> [Instrução dada 1] Segundo a página abaixo, em que data Paulo Fonteles foi assassinado?

> [Página]
┏━━

38 anos do assassinato de Paulo Fonteles, o deputado dos camponeses
Membro da Ação Popular e do PCdoB lutou contra ditadura militar e denunciou abusos de grileiros e latifundiários
Há 38 anos, em 11 de junho de 1987, o advogado, sindicalista e militante comunista Paulo Fonteles era assassinado por pistoleiros no Pará.
Membro da Ação Popular e do PCdoB, Paulo participou da luta contra a ditadura militar brasileira e foi submetido à prisão e à tortura nos porões do regime. Posteriormente, ele se tornou advogado da Comissão Pastoral da Terra, passando a atuar na defesa dos trabalhadores rurais e no movimento em prol da reforma agrária.
Foi eleito deputado estadual em 1982 e dedicou seu mandato à defesa dos camponeses e à denúncia contra os abusos dos grileiros e latifundiários, entrando em confronto com a poderosa UDR. Os responsáveis pelo seu assassinato jamais foram investigados ou punidos.
Os primeiros anos e o movimento estudantil
Paulo César Fonteles de Lima nasceu em Belém do Pará, em 11 de fevereiro de 1949. Era o oitavo filho da dona de casa Cordolina Fonteles e do oficial da marinha mercante Benedito Rodrigues de Lima. Os pais de Paulo eram militantes do Partido Comunista do Brasil (antigo PCB). Benedito chegou a ser preso durante o regime de Getúlio Vargas, após ser flagrado colando cartazes considerados “subversivos”.

┗━━

> [Instrução dada 2] Redimensione somente o trecho da listagem abaixo que começa na linha que contém "Could you point out the green" e termina na linha que contém "Could you point out the underwater", com as duas incluídas. Reproduza todas essas linhas, inclusive as que não têm coordenadas, multiplicando cada coordenada por 0,5 e arredondando para números inteiros, com as metades para cima.

> [Listagem exibida]
┏━━

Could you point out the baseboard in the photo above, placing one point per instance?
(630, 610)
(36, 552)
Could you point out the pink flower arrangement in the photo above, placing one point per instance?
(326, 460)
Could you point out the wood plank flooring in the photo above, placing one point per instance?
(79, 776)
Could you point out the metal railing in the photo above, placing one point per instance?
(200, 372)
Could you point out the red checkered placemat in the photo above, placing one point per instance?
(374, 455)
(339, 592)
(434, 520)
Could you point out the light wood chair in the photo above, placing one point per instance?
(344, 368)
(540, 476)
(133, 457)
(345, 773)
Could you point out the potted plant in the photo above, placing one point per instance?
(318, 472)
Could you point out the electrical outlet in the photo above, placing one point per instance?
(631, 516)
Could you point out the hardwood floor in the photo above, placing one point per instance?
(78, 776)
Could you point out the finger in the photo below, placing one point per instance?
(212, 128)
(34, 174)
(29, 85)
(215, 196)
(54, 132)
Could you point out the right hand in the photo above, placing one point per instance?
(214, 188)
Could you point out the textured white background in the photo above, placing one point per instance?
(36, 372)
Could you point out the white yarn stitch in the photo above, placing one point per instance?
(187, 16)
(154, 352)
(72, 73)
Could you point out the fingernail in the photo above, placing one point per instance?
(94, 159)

┗━━
┏━━

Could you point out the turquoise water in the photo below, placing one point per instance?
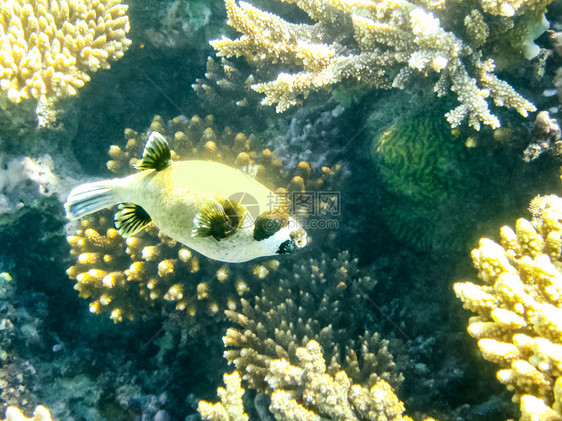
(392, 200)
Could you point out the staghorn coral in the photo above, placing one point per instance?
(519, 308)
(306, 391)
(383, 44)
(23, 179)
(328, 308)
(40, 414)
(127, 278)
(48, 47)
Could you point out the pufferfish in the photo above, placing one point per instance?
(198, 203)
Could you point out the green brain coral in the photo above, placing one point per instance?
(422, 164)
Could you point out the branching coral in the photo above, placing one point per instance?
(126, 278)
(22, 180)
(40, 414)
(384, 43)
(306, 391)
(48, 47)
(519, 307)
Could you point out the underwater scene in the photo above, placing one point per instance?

┗━━

> [Solução 1] Em 11 de junho de 1987.

> [Solução 2]
Could you point out the green brain coral in the photo above, placing one point per instance?
(211, 82)
Could you point out the branching coral in the photo above, placing one point per instance?
(63, 139)
(11, 90)
(20, 207)
(192, 22)
(153, 196)
(24, 24)
(260, 154)
Could you point out the underwater scene in the photo above, placing one point per instance?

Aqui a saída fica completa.